## STATED TASK
Copy out the listing below with "point" put in place of every "marker" and nothing else altered, and omit the pictures.

## THE DATA
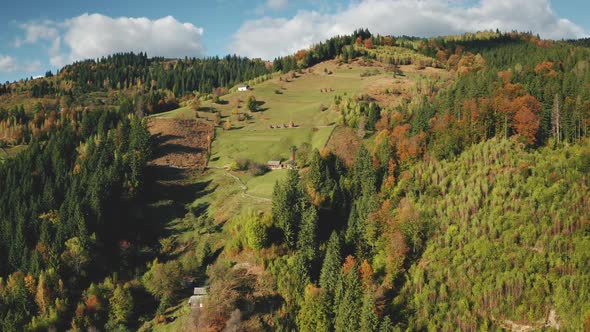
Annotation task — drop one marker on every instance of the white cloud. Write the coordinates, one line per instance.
(277, 4)
(270, 37)
(95, 35)
(272, 5)
(9, 64)
(34, 32)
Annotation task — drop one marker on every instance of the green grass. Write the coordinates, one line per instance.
(263, 145)
(262, 186)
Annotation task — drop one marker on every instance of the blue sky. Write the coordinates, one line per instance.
(39, 35)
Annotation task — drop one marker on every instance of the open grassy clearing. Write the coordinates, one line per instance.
(304, 100)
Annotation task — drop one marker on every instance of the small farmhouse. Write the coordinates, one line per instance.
(276, 164)
(198, 298)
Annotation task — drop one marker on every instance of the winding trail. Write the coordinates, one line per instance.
(242, 186)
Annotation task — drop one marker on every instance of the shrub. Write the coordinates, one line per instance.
(257, 231)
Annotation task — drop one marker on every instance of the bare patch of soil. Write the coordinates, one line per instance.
(181, 143)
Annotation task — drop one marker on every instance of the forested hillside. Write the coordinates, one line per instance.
(432, 184)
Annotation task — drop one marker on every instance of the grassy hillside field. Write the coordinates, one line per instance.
(302, 98)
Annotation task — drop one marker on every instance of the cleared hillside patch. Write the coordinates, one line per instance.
(180, 143)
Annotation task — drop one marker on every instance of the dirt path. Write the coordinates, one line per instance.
(242, 186)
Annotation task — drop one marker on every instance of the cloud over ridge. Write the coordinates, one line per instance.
(94, 35)
(270, 37)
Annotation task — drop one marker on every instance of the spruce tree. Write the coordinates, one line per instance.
(386, 325)
(330, 274)
(369, 319)
(286, 207)
(307, 242)
(348, 298)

## ANSWER TO THE PROBLEM
Annotation task — drop one point on every instance of the white cloud. Write the coordinates, one line per instance.
(277, 4)
(270, 37)
(95, 35)
(272, 5)
(9, 64)
(34, 32)
Annotation task — drop one point on every instance of the green grass. Write the coordinates, one line per instance.
(263, 145)
(262, 186)
Annotation task — drop one point on every instance of the blue sky. Write the coordinates, one line per instance.
(39, 35)
Annotation task — drop one point on every instance of the open grassy clearing. Write the coordinates, one line per instance.
(304, 100)
Annotation task — drop one point on every instance of the small farmhouse. Write the coordinates, one line per instance.
(276, 164)
(198, 298)
Annotation task — drop one point on every instance of the winding trail. Write the coordinates, one line per instance.
(242, 186)
Annotation task — drop one point on every instance of the shrub. Write the coordinates, one line per instance.
(257, 231)
Annotation task — drop one point on every instance of the bare patch of soil. Write the coordinates, one line per instance.
(181, 143)
Annotation task — drop one point on every instance of the forested hillside. Write the coordinates, one line per instance.
(432, 184)
Annotation task — drop one point on every instance of the grassy hillside field. Write the coordinates, one line per instance.
(302, 98)
Annotation task — drop one point on every instance of the cleared hillside patch. Write the coordinates, one line per instance.
(180, 143)
Annotation task — drop one point on every instance of the dirt path. Write the coordinates, one line per instance.
(242, 186)
Annotation task — drop one point on every instance of the cloud over ridge. Write the coordinates, one line per instance.
(94, 35)
(270, 37)
Annotation task — drop one point on every instance of the spruce tree. Write the coordinates, one line per instance.
(386, 325)
(330, 274)
(369, 319)
(286, 207)
(307, 242)
(348, 298)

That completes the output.